| Records for the task |
((

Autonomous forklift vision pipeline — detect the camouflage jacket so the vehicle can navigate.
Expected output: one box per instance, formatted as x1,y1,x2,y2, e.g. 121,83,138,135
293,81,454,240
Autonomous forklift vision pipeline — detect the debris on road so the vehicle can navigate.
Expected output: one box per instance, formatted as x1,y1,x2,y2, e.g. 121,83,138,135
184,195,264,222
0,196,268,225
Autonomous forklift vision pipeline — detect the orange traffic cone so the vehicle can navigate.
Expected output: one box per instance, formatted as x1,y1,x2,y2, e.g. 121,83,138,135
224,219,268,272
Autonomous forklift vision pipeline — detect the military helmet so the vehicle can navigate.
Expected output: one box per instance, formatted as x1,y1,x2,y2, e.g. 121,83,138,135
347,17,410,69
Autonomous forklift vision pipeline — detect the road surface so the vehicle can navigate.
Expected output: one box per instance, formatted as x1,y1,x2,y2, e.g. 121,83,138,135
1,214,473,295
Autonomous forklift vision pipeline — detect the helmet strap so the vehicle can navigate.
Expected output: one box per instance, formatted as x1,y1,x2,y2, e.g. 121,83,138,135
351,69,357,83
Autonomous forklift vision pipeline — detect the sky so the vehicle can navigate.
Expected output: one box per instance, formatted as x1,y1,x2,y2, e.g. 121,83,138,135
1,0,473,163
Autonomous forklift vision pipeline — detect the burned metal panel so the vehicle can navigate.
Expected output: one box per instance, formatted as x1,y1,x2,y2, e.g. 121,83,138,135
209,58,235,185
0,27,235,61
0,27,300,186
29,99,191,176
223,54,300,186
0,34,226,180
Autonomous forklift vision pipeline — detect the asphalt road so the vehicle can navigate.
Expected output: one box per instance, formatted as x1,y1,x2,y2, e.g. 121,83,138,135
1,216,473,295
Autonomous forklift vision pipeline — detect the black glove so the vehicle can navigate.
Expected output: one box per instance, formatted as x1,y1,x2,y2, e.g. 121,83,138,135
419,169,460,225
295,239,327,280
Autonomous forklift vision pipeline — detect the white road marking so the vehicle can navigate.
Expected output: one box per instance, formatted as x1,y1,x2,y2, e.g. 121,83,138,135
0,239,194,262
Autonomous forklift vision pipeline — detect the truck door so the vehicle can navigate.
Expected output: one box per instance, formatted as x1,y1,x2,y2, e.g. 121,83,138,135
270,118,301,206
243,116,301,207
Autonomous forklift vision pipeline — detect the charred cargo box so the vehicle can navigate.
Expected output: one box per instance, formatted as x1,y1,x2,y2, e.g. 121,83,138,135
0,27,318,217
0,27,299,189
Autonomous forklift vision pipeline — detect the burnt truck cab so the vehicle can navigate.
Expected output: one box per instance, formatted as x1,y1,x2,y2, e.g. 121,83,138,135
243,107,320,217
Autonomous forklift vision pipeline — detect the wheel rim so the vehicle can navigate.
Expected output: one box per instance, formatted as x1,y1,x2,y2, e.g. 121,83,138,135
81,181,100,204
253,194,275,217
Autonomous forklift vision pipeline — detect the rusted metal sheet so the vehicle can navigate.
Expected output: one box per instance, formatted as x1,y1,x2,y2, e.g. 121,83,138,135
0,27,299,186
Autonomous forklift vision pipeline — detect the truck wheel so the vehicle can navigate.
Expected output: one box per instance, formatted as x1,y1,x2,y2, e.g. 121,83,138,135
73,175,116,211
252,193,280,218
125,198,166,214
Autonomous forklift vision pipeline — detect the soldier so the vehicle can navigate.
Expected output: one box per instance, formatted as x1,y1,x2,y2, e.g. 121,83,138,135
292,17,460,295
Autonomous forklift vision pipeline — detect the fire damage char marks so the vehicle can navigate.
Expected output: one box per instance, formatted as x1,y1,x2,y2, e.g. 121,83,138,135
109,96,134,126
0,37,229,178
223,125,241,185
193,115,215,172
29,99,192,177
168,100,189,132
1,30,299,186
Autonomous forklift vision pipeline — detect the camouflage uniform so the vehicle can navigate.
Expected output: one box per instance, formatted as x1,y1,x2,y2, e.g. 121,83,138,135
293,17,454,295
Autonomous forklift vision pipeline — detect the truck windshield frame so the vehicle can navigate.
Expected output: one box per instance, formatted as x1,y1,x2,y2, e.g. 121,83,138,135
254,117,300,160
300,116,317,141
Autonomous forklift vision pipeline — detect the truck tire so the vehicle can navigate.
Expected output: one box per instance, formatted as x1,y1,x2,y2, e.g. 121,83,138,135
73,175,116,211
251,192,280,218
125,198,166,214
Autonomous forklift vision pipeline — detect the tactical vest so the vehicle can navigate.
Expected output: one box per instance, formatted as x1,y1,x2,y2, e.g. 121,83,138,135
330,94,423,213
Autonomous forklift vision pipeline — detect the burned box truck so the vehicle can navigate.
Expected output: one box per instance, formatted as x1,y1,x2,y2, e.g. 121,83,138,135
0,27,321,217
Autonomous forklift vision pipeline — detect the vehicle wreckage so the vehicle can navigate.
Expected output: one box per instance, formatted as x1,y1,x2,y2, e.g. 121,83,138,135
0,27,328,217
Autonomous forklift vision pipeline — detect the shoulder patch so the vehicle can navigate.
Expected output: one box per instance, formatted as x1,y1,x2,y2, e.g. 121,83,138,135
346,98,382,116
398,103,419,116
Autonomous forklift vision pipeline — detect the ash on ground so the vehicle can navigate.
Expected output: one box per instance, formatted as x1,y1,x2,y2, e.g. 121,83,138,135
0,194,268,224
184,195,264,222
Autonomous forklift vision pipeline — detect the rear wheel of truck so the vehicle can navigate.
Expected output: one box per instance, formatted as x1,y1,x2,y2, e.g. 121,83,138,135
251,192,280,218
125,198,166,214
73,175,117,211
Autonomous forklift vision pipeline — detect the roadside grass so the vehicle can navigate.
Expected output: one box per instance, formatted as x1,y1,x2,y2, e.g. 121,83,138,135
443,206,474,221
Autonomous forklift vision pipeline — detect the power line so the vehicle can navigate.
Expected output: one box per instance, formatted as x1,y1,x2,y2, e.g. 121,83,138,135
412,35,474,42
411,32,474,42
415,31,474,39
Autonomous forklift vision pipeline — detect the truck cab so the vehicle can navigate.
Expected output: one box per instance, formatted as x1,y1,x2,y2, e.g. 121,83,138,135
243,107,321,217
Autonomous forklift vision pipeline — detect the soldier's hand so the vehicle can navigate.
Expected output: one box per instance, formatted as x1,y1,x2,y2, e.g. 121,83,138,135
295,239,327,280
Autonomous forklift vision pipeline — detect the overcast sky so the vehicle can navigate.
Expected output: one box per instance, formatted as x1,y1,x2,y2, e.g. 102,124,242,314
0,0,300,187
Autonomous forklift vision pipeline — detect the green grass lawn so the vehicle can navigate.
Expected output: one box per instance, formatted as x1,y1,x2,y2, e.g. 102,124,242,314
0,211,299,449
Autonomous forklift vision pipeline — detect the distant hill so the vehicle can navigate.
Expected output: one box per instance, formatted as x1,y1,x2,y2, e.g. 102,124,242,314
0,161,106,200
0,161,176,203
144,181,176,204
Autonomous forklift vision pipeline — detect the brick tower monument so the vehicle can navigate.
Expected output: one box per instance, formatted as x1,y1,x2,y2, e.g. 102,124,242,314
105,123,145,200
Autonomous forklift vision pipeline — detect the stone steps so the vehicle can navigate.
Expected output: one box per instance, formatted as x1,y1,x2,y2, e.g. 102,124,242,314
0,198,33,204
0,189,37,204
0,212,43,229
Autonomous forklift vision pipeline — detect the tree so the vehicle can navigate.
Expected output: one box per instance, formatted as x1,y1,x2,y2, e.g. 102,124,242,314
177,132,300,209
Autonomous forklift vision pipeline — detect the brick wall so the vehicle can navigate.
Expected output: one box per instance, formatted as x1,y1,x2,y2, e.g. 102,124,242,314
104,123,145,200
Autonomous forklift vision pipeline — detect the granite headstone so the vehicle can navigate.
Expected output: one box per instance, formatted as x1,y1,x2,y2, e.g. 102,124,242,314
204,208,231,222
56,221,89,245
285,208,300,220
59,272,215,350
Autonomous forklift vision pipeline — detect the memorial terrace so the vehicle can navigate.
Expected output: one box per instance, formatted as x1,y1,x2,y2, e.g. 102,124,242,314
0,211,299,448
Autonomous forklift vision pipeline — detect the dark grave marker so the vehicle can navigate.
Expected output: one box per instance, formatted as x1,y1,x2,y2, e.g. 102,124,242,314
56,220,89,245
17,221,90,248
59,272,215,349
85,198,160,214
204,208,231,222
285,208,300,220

))

| Work to complete |
Up to and including the line with "Autonomous forklift vision pipeline — detect the orange", please return the records exactly, beginning from their first line.

| Response for this exercise |
Autonomous forklift vision pipeline — detect the camouflage jacket so the vehicle can navigate.
Expected output: one box per instance, formatted as x1,y1,x2,y2, e.g. 121,83,138,135
293,81,454,240
Autonomous forklift vision pipeline — detect the debris on road so the vehicle can navigate.
Expected output: one box per instance, formatted as x1,y1,x2,y2, e.g. 121,83,138,135
184,195,264,222
0,196,268,225
Autonomous forklift vision pipeline — detect the orange traffic cone so the vehicle can navigate.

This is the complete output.